◆ TASK DIRECTIONS
Gather every line of the listing below that contains the string "church", treating uppercase and lowercase as different.

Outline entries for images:
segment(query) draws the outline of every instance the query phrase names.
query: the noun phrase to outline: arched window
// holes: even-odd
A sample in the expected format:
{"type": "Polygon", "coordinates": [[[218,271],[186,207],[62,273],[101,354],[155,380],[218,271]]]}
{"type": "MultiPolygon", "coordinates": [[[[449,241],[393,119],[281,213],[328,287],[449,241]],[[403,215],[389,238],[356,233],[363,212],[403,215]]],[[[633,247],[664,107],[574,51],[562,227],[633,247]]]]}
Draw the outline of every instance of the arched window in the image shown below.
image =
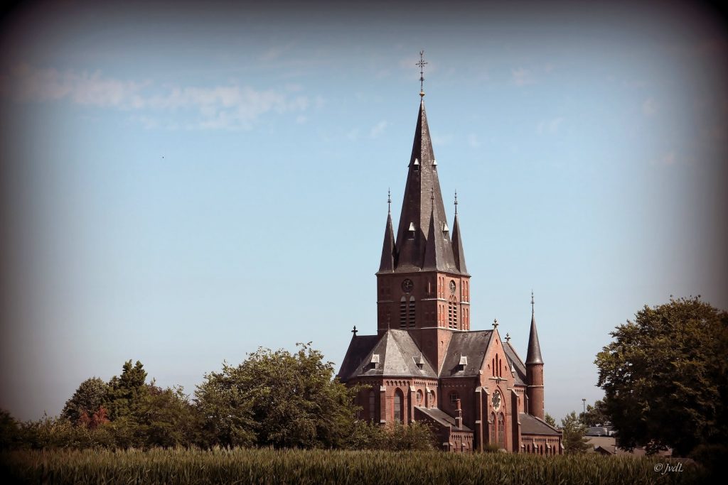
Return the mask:
{"type": "Polygon", "coordinates": [[[410,297],[409,326],[411,329],[414,328],[414,297],[410,297]]]}
{"type": "Polygon", "coordinates": [[[491,413],[491,432],[488,434],[491,435],[491,443],[496,443],[496,414],[494,412],[491,413]]]}
{"type": "Polygon", "coordinates": [[[405,297],[400,300],[400,328],[407,328],[407,299],[405,297]]]}
{"type": "Polygon", "coordinates": [[[373,421],[376,419],[376,406],[374,400],[374,391],[369,391],[369,420],[373,421]]]}
{"type": "Polygon", "coordinates": [[[460,398],[460,395],[457,393],[456,390],[451,391],[450,393],[450,405],[455,409],[457,406],[457,400],[460,398]]]}
{"type": "Polygon", "coordinates": [[[397,389],[395,391],[395,422],[402,422],[402,417],[405,414],[404,401],[404,395],[397,389]]]}

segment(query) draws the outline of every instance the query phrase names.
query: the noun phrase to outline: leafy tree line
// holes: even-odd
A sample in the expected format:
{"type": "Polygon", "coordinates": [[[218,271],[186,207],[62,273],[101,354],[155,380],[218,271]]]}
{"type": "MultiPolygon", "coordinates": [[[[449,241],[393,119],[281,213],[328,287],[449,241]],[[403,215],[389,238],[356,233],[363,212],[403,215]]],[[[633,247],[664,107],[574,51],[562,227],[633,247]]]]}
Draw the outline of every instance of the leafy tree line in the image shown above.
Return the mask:
{"type": "Polygon", "coordinates": [[[181,388],[147,382],[141,362],[129,361],[108,382],[82,382],[58,417],[17,422],[0,412],[0,448],[432,449],[426,425],[357,421],[357,390],[334,379],[333,363],[306,344],[223,363],[192,398],[181,388]]]}
{"type": "Polygon", "coordinates": [[[670,297],[610,334],[595,361],[604,399],[587,417],[608,419],[624,449],[726,455],[728,313],[700,296],[670,297]]]}

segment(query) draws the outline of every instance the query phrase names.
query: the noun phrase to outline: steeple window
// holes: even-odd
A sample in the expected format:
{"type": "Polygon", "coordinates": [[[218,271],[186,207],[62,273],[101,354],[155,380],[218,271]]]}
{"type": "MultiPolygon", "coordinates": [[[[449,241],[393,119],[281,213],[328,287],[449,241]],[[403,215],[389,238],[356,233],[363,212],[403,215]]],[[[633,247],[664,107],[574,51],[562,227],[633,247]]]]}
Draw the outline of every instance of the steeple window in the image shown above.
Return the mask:
{"type": "Polygon", "coordinates": [[[448,302],[448,326],[451,329],[457,329],[457,299],[451,297],[448,302]]]}
{"type": "Polygon", "coordinates": [[[400,328],[407,328],[407,298],[405,297],[400,300],[400,328]]]}

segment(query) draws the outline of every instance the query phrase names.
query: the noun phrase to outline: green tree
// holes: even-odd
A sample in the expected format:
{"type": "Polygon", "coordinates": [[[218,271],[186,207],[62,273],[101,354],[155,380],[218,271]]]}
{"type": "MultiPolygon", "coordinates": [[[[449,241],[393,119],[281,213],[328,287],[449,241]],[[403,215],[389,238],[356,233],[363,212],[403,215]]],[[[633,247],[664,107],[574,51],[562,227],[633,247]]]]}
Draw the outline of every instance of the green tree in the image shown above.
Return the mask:
{"type": "Polygon", "coordinates": [[[137,361],[133,366],[130,360],[124,363],[121,376],[108,381],[103,403],[108,419],[114,421],[132,412],[137,401],[148,391],[146,380],[146,371],[141,362],[137,361]]]}
{"type": "Polygon", "coordinates": [[[356,414],[355,390],[334,379],[333,363],[320,352],[298,345],[295,353],[261,348],[237,367],[223,364],[222,372],[205,376],[195,396],[213,441],[301,448],[345,444],[356,414]]]}
{"type": "Polygon", "coordinates": [[[598,399],[594,405],[587,404],[587,413],[579,413],[579,419],[587,426],[606,426],[611,422],[606,414],[606,405],[601,399],[598,399]]]}
{"type": "Polygon", "coordinates": [[[645,305],[597,355],[619,445],[684,456],[728,434],[728,313],[700,297],[645,305]]]}
{"type": "Polygon", "coordinates": [[[141,446],[178,446],[196,444],[197,410],[181,388],[162,389],[154,383],[137,400],[129,415],[141,446]]]}
{"type": "Polygon", "coordinates": [[[66,401],[60,417],[77,424],[82,416],[92,416],[103,404],[108,386],[98,377],[91,377],[81,382],[79,388],[66,401]]]}
{"type": "Polygon", "coordinates": [[[561,420],[561,431],[563,433],[563,451],[567,454],[584,453],[589,449],[589,444],[584,437],[587,432],[586,426],[579,420],[576,411],[572,411],[561,420]]]}
{"type": "Polygon", "coordinates": [[[17,422],[5,409],[0,409],[0,450],[12,448],[20,441],[17,422]]]}

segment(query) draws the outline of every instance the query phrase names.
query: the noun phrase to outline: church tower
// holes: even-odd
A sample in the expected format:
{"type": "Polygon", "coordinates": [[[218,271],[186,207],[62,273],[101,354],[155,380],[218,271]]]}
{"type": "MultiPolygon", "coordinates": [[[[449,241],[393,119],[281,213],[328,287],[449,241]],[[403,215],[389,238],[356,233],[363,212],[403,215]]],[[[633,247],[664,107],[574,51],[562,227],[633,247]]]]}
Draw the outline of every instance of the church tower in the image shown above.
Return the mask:
{"type": "Polygon", "coordinates": [[[529,397],[529,413],[544,419],[544,361],[541,358],[541,345],[536,331],[534,313],[534,293],[531,292],[531,332],[529,334],[529,351],[526,356],[526,369],[529,397]]]}
{"type": "Polygon", "coordinates": [[[470,275],[465,268],[460,225],[452,239],[443,203],[420,92],[396,239],[387,216],[377,278],[377,329],[408,330],[431,361],[440,365],[454,330],[470,329],[470,275]],[[443,332],[444,331],[444,332],[443,332]]]}

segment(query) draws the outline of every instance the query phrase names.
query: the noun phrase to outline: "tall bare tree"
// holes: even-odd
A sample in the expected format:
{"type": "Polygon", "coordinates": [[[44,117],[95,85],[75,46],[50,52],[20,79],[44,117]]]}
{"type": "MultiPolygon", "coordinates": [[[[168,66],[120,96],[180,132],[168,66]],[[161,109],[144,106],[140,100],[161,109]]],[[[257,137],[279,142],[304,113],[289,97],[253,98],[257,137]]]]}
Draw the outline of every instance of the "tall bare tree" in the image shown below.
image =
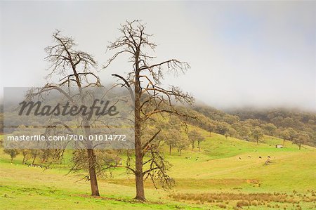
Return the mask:
{"type": "MultiPolygon", "coordinates": [[[[53,34],[55,42],[53,46],[45,48],[48,53],[46,60],[51,63],[49,70],[51,72],[47,76],[48,79],[55,78],[56,76],[62,77],[58,82],[48,82],[43,88],[37,88],[29,92],[27,97],[32,98],[36,96],[41,96],[45,93],[53,90],[58,91],[68,101],[78,107],[78,101],[81,104],[85,103],[86,94],[84,90],[94,86],[100,86],[99,77],[93,72],[93,69],[97,66],[96,61],[90,54],[75,49],[76,44],[72,37],[62,37],[60,31],[53,34]],[[72,88],[76,88],[79,93],[72,93],[72,88]]],[[[81,126],[83,128],[86,136],[91,134],[91,126],[86,116],[81,115],[81,126]]],[[[56,127],[58,124],[51,126],[56,127]]],[[[68,129],[70,128],[67,128],[68,129]]],[[[86,143],[89,143],[88,141],[86,143]]],[[[58,152],[57,156],[62,155],[63,151],[58,152]]],[[[88,165],[88,176],[91,188],[91,195],[99,196],[97,174],[96,172],[96,157],[93,149],[86,145],[84,150],[86,153],[86,159],[88,165]]],[[[55,154],[56,155],[56,154],[55,154]]],[[[34,157],[34,158],[36,156],[34,157]]],[[[76,164],[75,164],[76,165],[76,164]]]]}
{"type": "Polygon", "coordinates": [[[175,108],[173,101],[191,103],[192,97],[175,86],[164,88],[161,80],[165,72],[164,70],[183,73],[190,66],[187,63],[176,59],[154,63],[156,58],[150,55],[150,52],[154,51],[156,44],[151,41],[152,34],[145,32],[145,25],[141,21],[126,21],[119,31],[121,37],[108,46],[108,49],[115,51],[115,53],[109,59],[105,67],[121,54],[129,55],[129,61],[132,63],[127,76],[113,76],[121,81],[122,86],[130,91],[135,101],[135,166],[128,162],[127,167],[135,174],[136,199],[144,200],[144,180],[147,178],[150,177],[154,184],[159,181],[163,186],[169,186],[173,182],[166,173],[170,164],[159,152],[154,141],[160,130],[151,138],[142,140],[142,135],[145,132],[144,125],[147,121],[153,120],[153,116],[158,114],[184,116],[175,108]],[[145,155],[147,157],[144,161],[145,155]]]}

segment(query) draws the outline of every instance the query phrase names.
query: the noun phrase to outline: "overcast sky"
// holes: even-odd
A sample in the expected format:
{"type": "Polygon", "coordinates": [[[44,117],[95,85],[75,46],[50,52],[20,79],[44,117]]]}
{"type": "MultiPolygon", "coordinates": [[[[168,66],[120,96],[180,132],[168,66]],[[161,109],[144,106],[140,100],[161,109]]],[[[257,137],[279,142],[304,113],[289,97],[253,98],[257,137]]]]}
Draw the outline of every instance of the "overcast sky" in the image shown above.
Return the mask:
{"type": "MultiPolygon", "coordinates": [[[[103,64],[119,25],[138,19],[154,34],[158,61],[191,65],[185,75],[166,75],[164,84],[218,108],[316,110],[316,1],[1,1],[0,7],[1,89],[45,83],[44,48],[55,29],[103,64]]],[[[100,72],[101,79],[129,72],[124,63],[100,72]]]]}

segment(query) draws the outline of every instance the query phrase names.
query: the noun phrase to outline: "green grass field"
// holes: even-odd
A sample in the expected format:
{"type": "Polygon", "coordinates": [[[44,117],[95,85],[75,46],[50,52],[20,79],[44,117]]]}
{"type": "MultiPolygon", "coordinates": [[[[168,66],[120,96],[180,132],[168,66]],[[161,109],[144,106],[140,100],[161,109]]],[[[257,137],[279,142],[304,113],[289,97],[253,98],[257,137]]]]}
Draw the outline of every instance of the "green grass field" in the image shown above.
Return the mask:
{"type": "MultiPolygon", "coordinates": [[[[147,201],[133,199],[134,178],[123,169],[99,179],[101,197],[91,197],[82,174],[67,167],[44,171],[22,165],[22,157],[10,164],[0,150],[1,209],[315,209],[316,150],[301,150],[287,141],[266,136],[252,142],[204,133],[200,152],[190,148],[180,155],[166,155],[173,164],[170,174],[176,185],[155,190],[145,183],[147,201]],[[265,165],[268,156],[272,163],[265,165]],[[262,158],[259,158],[261,157],[262,158]]],[[[166,152],[168,153],[168,152],[166,152]]]]}

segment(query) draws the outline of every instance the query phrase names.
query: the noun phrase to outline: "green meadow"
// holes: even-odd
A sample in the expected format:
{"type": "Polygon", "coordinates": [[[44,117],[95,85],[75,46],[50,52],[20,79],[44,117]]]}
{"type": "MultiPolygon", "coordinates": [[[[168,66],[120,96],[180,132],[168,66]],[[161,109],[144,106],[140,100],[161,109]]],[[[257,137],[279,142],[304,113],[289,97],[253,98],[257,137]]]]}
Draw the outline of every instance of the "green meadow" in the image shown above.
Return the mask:
{"type": "Polygon", "coordinates": [[[0,209],[316,209],[315,148],[303,145],[299,150],[286,141],[277,149],[275,145],[282,140],[270,136],[257,145],[213,133],[204,135],[201,151],[189,147],[179,155],[174,149],[170,155],[166,148],[176,185],[157,190],[146,181],[144,202],[133,199],[134,177],[122,168],[99,178],[101,195],[93,197],[89,183],[81,180],[84,172],[67,175],[70,155],[63,165],[44,170],[22,165],[20,155],[11,164],[1,148],[0,209]]]}

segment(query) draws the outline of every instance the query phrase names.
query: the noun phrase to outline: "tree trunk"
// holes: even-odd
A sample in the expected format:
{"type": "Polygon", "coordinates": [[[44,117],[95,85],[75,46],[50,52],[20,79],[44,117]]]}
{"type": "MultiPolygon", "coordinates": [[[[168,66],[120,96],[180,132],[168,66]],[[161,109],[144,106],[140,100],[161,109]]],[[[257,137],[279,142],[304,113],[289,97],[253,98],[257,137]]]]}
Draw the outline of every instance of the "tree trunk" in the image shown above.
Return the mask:
{"type": "Polygon", "coordinates": [[[98,181],[96,173],[96,167],[94,163],[96,162],[96,155],[93,149],[88,149],[88,158],[89,164],[89,177],[90,185],[91,186],[91,195],[100,196],[99,188],[98,187],[98,181]]]}
{"type": "MultiPolygon", "coordinates": [[[[91,132],[90,130],[90,124],[88,120],[83,118],[84,125],[84,132],[86,137],[89,137],[91,132]]],[[[91,195],[100,196],[99,188],[98,186],[98,180],[96,173],[96,155],[94,155],[93,149],[92,149],[92,143],[91,141],[87,142],[86,149],[88,153],[88,164],[89,167],[89,178],[90,185],[91,187],[91,195]]]]}
{"type": "Polygon", "coordinates": [[[135,173],[136,197],[135,197],[135,199],[145,200],[144,176],[143,175],[143,152],[141,151],[140,140],[139,139],[137,140],[136,140],[135,152],[136,155],[135,173]]]}

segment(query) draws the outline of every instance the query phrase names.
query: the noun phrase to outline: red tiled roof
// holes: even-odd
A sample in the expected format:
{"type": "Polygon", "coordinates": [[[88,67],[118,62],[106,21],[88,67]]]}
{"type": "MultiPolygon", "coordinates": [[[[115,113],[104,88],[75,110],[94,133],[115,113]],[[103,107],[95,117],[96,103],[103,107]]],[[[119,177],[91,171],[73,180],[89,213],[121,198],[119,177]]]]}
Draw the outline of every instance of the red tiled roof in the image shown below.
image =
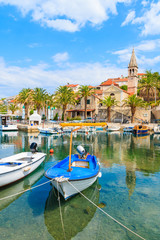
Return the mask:
{"type": "Polygon", "coordinates": [[[128,82],[128,78],[119,78],[117,80],[114,80],[115,82],[128,82]]]}
{"type": "Polygon", "coordinates": [[[110,86],[112,84],[115,85],[115,86],[119,86],[117,83],[114,82],[113,79],[108,79],[107,81],[100,84],[100,86],[110,86]]]}
{"type": "Polygon", "coordinates": [[[100,89],[95,89],[95,94],[102,95],[103,91],[100,89]]]}
{"type": "Polygon", "coordinates": [[[138,73],[138,76],[146,75],[146,73],[138,73]]]}

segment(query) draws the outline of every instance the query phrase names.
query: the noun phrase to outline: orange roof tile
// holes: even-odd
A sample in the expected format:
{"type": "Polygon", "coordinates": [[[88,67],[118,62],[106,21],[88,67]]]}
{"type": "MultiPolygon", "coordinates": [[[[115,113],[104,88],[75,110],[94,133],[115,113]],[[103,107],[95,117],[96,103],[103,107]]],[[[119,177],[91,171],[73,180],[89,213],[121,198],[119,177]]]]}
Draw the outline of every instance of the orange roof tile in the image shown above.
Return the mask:
{"type": "Polygon", "coordinates": [[[146,75],[146,73],[138,73],[138,76],[146,75]]]}
{"type": "Polygon", "coordinates": [[[115,86],[119,86],[117,83],[114,82],[113,79],[108,79],[107,81],[100,84],[100,86],[110,86],[112,84],[115,85],[115,86]]]}
{"type": "Polygon", "coordinates": [[[78,84],[68,84],[67,87],[77,87],[78,84]]]}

◆ ANSWER TO THIS PROBLEM
query: the noun phrase to outline: church tower
Draw the outline of every instance of the church tower in the image shown above.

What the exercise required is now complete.